• PROBLEM A
From the no-contact rule excerpt, extract the passage from "Thus, the changes" up to and including "and ethics opinions.".
• PROBLEM B
Answer these questions using the no-contact rule excerpt:
(i) What kind of rule does the excerpt call SCR 20:4.2?
(ii) When a lawyer represents an organization, who is the client?
(iii) In the quoted court passage, which rule must a plaintiff's attorney follow when filing a complaint?
──────── TEXT EXCERPT ────────
Thus, the changes made by the ABA have narrowed the rule's prohibition with respect to constituents of a represented organization. As will be discussed later in this opinion, this is in keeping with the pronounced trend in case law and ethics opinions.
Although often invoked in the context of litigation, SCR 20:4.2 is a disciplinary rule and proscribes conduct that can subject a lawyer to professional discipline. The purpose behind this disciplinary rule is to "contribute to the proper functioning of the legal system by protecting a person who has chosen to be represented by a lawyer in a matter against possible overreaching by other lawyers who are participating in the matter, interference by those lawyers with the client-lawyer relationship and the uncounselled disclosure of information relating to the representation."9 Put more succinctly, the "(p)urpose of the rule is to protect the attorney-client relationship from intrusion by opposing counsel."10
Applying this rule to the representation of an individual is relatively simple. Defining the parameters of the attorney-client relationship with respect to a represented organization proves more difficult. It is clear that when a lawyer represents an organization, the client is the organization itself.11 It is also clear that an organization acts only through its constituents, some of whom should be afforded the protections of SCR 20:4.2. In determining just which constituents should be protected by SCR 20:4.2, courts have attempted to balance many competing interests. One court described the factors to be balanced as follows:12
"Many competing policies must be considered when deciding how to interpret the no-contact rule as applied to organizational clients: protecting the attorney-client relationship from interference; protecting represented parties from overreaching by opposing lawyers; protecting against the inadvertent disclosure of privileged information; balancing on one hand an organization's need to act through agents and employees, and protecting those employees from overreaching and the organization from the inadvertent disclosure of privileged information, and on the other hand the lack of any such protection afforded an individual, whose friends, relatives, acquaintances and co-workers may generally all be contacted freely; permitting more equitable and affordable access to information pertinent to a legal dispute; promoting the court system's efficiency by allowing investigation before litigation and informal information-gathering during litigation; permitting a plaintiff's attorney sufficient opportunity to adequately investigate a claim before filing a complaint in accordance with Rule 11; and enhancing the court's truth-finding role by permitting contact with potential witnesses in a manner that allows them to speak freely."
──────── EXTRACTED MATERIAL ────────
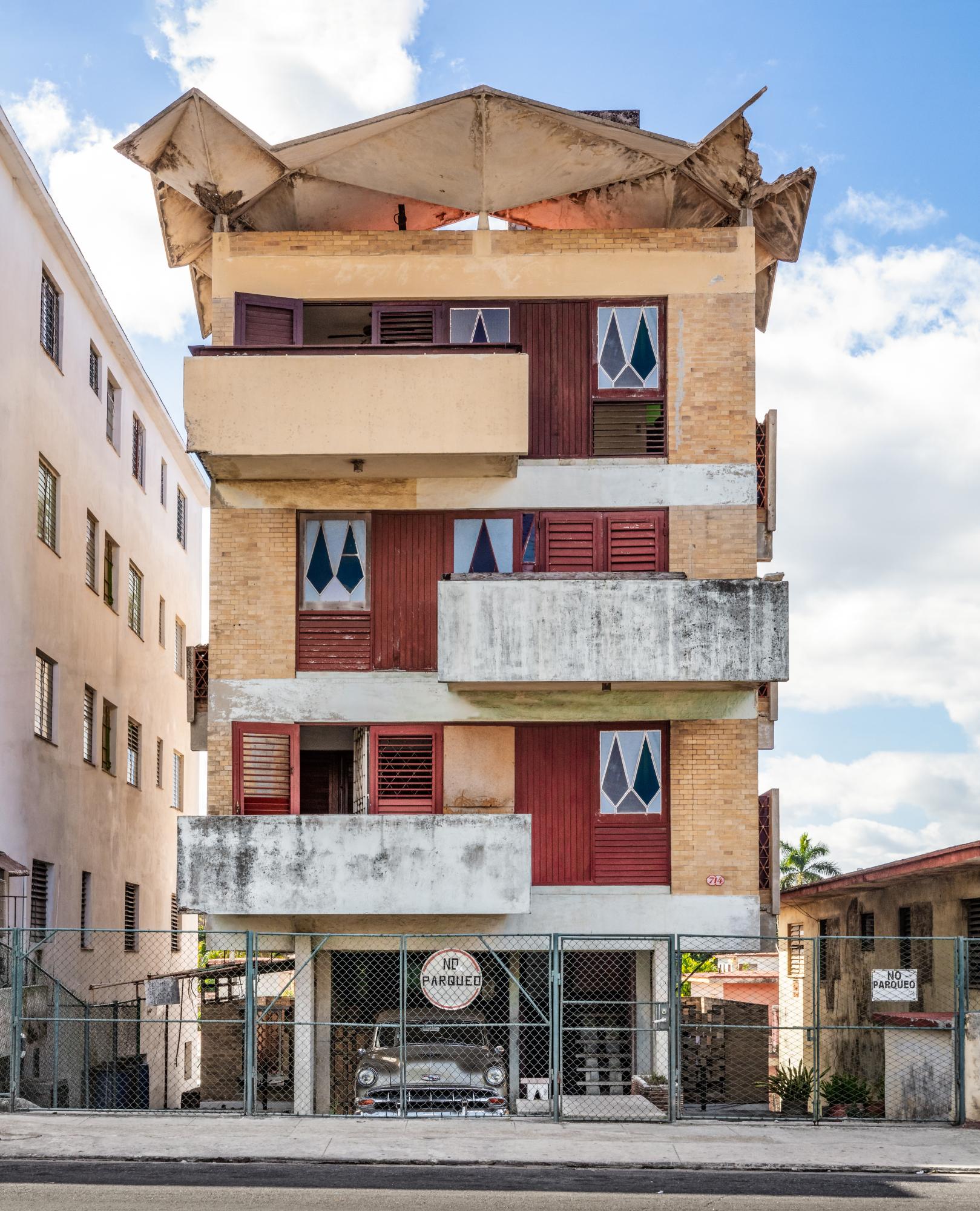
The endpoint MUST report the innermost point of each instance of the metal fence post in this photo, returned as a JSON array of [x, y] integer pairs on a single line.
[[16, 1011], [962, 972], [248, 1052], [556, 1032]]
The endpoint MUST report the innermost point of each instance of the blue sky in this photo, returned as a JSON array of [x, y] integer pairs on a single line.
[[872, 354]]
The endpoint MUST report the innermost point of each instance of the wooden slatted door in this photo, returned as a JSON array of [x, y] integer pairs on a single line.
[[571, 542], [265, 768], [406, 324], [636, 542], [407, 770], [268, 320]]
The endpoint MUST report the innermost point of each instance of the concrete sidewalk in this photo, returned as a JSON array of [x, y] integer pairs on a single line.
[[747, 1146]]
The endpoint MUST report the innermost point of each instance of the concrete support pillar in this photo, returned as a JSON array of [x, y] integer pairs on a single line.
[[322, 1038], [513, 1060], [304, 1014]]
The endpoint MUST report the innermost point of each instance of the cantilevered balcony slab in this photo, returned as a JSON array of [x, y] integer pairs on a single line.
[[375, 411], [355, 865], [622, 630]]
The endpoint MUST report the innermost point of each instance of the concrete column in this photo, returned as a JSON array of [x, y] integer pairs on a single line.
[[323, 1051], [513, 1067], [304, 1013]]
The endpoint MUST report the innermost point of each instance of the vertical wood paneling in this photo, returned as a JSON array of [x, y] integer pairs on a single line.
[[557, 338], [556, 780], [409, 558]]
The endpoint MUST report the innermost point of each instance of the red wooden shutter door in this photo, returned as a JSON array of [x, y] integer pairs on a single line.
[[636, 542], [571, 542], [268, 320], [265, 770], [407, 770]]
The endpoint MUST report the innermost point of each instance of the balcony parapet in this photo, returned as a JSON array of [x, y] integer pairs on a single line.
[[605, 629], [345, 865]]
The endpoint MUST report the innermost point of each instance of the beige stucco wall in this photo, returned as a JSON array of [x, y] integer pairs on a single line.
[[54, 807]]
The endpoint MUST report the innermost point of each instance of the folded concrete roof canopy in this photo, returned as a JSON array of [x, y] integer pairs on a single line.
[[477, 151]]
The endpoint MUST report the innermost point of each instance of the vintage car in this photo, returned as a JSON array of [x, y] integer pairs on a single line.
[[450, 1070]]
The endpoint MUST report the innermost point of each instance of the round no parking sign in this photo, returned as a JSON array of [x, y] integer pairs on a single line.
[[452, 979]]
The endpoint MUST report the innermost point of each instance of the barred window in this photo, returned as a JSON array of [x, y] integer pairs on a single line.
[[85, 915], [177, 793], [44, 697], [132, 754], [136, 600], [182, 519], [91, 549], [51, 319], [88, 726], [139, 452], [131, 919], [47, 506], [111, 409]]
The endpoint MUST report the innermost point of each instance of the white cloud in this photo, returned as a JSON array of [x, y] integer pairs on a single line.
[[873, 363], [288, 71], [885, 215]]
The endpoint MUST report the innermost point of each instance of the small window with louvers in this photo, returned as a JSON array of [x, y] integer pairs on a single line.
[[407, 770], [131, 917], [406, 325]]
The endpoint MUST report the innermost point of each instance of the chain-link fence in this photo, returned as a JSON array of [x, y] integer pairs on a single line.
[[550, 1026]]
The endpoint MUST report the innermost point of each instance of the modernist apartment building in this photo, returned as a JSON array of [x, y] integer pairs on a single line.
[[489, 646], [102, 543]]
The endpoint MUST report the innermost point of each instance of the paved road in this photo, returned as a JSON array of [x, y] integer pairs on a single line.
[[90, 1186]]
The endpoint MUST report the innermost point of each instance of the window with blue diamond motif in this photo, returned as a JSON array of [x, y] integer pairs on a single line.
[[628, 348], [483, 544], [630, 772], [334, 564]]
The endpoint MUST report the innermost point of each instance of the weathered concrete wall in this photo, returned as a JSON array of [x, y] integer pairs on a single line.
[[357, 406], [541, 628], [369, 865]]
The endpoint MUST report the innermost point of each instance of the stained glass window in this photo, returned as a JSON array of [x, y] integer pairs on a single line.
[[628, 348], [479, 325], [630, 772], [335, 561], [483, 544]]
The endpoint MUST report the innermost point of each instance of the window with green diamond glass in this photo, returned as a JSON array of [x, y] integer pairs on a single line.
[[628, 349]]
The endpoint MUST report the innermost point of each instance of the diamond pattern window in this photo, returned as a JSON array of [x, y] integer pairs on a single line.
[[335, 564], [631, 772], [483, 544], [628, 348], [479, 325]]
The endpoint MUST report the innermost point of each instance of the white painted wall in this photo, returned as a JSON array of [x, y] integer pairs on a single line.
[[54, 807]]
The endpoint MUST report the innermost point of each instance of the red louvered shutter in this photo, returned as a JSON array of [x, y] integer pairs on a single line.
[[571, 542], [407, 770], [268, 320], [407, 324], [265, 768], [636, 542]]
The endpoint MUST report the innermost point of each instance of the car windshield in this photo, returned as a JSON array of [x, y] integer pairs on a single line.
[[437, 1034]]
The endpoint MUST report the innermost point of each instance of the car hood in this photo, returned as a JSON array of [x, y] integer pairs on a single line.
[[452, 1064]]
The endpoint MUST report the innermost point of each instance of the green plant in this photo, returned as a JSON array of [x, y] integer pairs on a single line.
[[845, 1089], [804, 863], [793, 1084]]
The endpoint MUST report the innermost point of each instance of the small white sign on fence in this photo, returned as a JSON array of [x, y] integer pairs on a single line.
[[895, 984]]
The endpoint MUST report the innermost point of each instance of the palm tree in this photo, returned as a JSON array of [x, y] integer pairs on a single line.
[[804, 863]]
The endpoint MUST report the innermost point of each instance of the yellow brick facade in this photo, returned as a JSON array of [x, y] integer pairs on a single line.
[[714, 807]]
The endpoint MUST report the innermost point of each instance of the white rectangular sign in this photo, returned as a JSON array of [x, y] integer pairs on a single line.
[[895, 984]]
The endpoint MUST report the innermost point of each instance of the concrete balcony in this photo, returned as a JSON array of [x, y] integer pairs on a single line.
[[345, 865], [619, 629], [377, 411]]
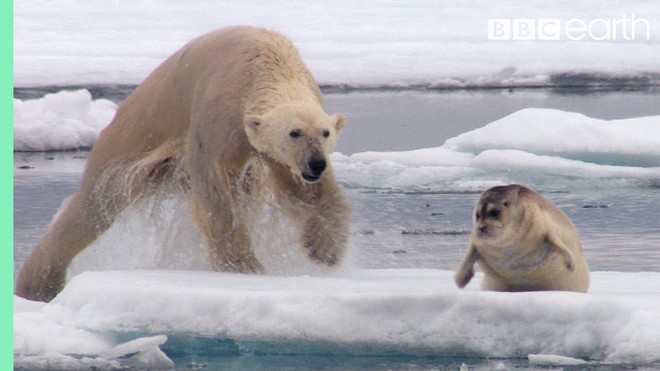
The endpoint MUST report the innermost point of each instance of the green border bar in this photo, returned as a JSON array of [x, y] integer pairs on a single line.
[[6, 186]]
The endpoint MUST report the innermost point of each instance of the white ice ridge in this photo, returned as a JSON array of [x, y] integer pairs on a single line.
[[413, 311]]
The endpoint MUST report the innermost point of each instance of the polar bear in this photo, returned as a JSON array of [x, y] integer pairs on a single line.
[[231, 117]]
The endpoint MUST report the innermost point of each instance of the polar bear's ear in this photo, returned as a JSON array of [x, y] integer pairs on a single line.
[[340, 121]]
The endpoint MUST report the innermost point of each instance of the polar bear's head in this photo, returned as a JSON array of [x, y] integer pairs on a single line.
[[298, 136]]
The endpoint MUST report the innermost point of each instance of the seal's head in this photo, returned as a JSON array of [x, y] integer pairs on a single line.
[[499, 213]]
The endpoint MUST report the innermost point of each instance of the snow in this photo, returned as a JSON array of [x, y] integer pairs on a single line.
[[546, 147], [62, 121], [388, 43], [371, 312]]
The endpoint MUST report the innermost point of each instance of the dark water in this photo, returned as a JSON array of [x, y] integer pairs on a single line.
[[620, 229]]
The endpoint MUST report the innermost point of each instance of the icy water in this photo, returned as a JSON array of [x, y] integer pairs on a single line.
[[620, 227]]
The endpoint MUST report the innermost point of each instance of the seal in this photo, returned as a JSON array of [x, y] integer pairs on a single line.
[[523, 242]]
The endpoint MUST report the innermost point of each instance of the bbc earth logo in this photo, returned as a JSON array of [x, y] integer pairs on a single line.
[[625, 28]]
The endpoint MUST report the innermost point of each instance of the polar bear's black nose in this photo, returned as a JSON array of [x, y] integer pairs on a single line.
[[317, 165]]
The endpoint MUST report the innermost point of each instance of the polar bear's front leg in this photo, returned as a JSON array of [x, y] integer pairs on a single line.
[[326, 229]]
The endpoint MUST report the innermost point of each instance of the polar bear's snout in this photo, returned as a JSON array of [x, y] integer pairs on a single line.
[[314, 168]]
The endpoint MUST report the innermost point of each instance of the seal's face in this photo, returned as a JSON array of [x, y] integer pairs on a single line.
[[497, 214]]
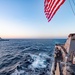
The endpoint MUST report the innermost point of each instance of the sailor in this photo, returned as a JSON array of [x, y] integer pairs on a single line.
[[58, 58]]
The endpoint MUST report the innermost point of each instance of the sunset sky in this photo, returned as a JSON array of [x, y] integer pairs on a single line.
[[26, 19]]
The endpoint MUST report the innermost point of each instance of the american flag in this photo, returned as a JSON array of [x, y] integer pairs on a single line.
[[51, 7]]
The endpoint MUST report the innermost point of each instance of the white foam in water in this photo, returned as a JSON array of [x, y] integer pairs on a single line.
[[17, 72], [39, 62]]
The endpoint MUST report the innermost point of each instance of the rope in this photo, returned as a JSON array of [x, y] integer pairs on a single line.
[[71, 7]]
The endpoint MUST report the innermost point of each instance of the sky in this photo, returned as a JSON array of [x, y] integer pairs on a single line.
[[26, 19]]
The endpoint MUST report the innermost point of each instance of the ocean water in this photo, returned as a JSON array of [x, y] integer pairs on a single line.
[[27, 56]]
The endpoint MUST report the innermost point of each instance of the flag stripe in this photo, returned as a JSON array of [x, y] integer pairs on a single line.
[[56, 10], [51, 7]]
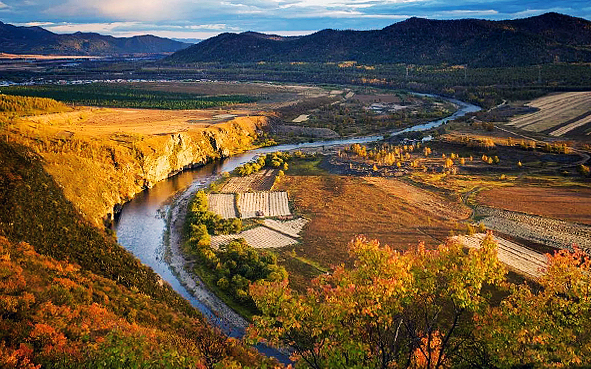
────────
• EXERCISE OUTPUT A
Thus, the changes made by the ABA have narrowed the rule's prohibition with respect to constituents of a represented organization. As will be discussed later in this opinion, this is in keeping with the pronounced trend in case law and ethics opinions.

• EXERCISE OUTPUT B
(i) A disciplinary rule
(ii) The organization itself
(iii) Rule 11